◆ Exercises
1. According to the Westar Energy filing, where are the company's principal executive offices?
2. Repeat word for word the part of the Westar Energy filing from "KANSAS   1-3523" to "Identification No.)".

View:
Form 8-K

UNITED STATES

SECURITIES AND EXCHANGE COMMISSION

Washington, D.C. 20549

 


 

FORM 8-K

 


 

CURRENT REPORT

Pursuant to Section 13 OR 15(d) of the Securities Exchange Act of 1934

 

Date of Report (Date of earliest event reported) August 9, 2005

 


 

WESTAR ENERGY, INC.

(Exact name of registrant as specified in its charter)

 


 

KANSAS   1-3523   48-0290150
(State or other jurisdiction of
incorporation or organization)
  (Commission File Number)   (IRS Employer
Identification No.)

 

818 South Kansas Avenue, Topeka, Kansas   66612
(Address of principal executive offices)   (Zip Code)

 

Registrant’s telephone number, including area code (785) 575-6300

 

Not Applicable

(Former name or former address, if changed since last report)

 


 

Check the appropriate box below if the Form 8-K filing is intended to simultaneously satisfy the filing obligation of the registrant under any of the following provisions:

 

¨ Written communications pursuant to Rule 425 under the Securities Act (17 CFR 230.425)

 

¨ Soliciting material pursuant to Rule 14a-12 under the Exchange Act (17 CFR 240.14a-12)

 

¨ Pre-commencement communications pursuant to Rule 14d-2(b) under the Exchange Act (17 CFR 240.14d-2(b))

 

¨ Pre-commencement communications pursuant to Rule 13e-4(c) under the Exchange Act (17 CFR 240.13e-4(c))

 



WESTAR ENERGY, INC.

 

Section 2. Financial Information

 

Item 2.02. Results of Operations and Financial Condition.

 

On August 9, 2005, we issued a press release announcing our earnings for the period ended June 30, 2005. A copy of our August 9, 2005 press release is attached hereto as exhibit 99.1 and is incorporated herein by this reference. The press release contains certain non-GAAP financial information. The reconciliation of such non-GAAP financial information to GAAP financial measures is included in an attachment to the press release.

 

The information above is being furnished, not filed, pursuant to Item 2.02 of Form 8-K. Accordingly, the information in Item 2.02 of this Current Report, including the press release attached hereto as exhibit, will not be incorporated by reference into any registration statement filed by the Company under the Securities Act of 1933, as amended, unless specifically identified therein as being incorporated by reference.

 

Section 9. Financial Statements and Exhibits

 

Item 9.01. Financial Statements and Exhibits.

 

Exhibit 99.1     Press Release dated August 9, 2005

 

Forward-looking statements: Certain matters discussed in this Current Report on Form 8-K are “forward-looking statements.” The Private Securities Litigation Reform Act of 1995 has established that these statements qualify for safe harbors from liability. Forward-looking statements may include words like we “believe,” “anticipate,” “expect,” “likely,” “estimate,” “intend” or words of similar meaning. Forward-looking statements describe our future plans, objectives, expectations or goals and are based on assumptions by the management of the Company as of the date of this document. If management’s assumptions prove incorrect or should unanticipated circumstances arise, the Company’s actual results could differ materially from those anticipated. These differences could be caused by a number of factors or combination of factors including, but not limited to, those factors described under the heading “Risk Factors” contained in the Company’s Quarterly Report on Form 10-Q for the period ended June 30, 2005 as filed with the Securities and Exchange Commission. Readers are urged to consider such factors when evaluating any forward-looking statement, and the Company cautions you not to put undue reliance on any forward-looking statements. Any forward-looking statement speaks only as of the date such statement was made, and we do not undertake any obligation to update any forward-looking statement to reflect events or circumstances after the date on which such statement was made except as required by applicable laws or regulations.

◆ Data excerpt
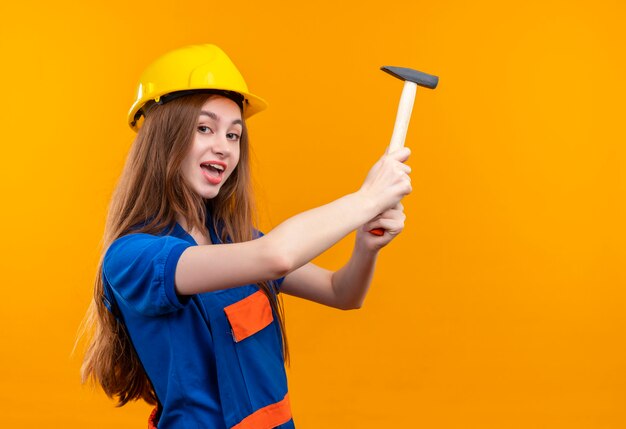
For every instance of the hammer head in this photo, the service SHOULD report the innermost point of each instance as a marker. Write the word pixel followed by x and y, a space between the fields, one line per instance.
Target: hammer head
pixel 420 78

◆ Exercise solutions
1. 818 South Kansas Avenue, Topeka, Kansas 66612

2.
KANSAS   1-3523   48-0290150
(State or other jurisdiction of
incorporation or organization)
  (Commission File Number)   (IRS Employer
Identification No.)